Reproduce the material below verbatim, keeping every line and character unchanged.

> [Source data]:
--- begin ---

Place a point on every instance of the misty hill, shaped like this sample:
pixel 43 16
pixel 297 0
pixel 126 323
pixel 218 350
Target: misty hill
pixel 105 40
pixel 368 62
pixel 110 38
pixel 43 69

--- end ---

> [Reply to the exercise]:
Place a point on every instance of the misty hill, shaped like this sample:
pixel 43 16
pixel 297 0
pixel 126 323
pixel 218 350
Target: misty hill
pixel 105 40
pixel 368 62
pixel 110 38
pixel 43 69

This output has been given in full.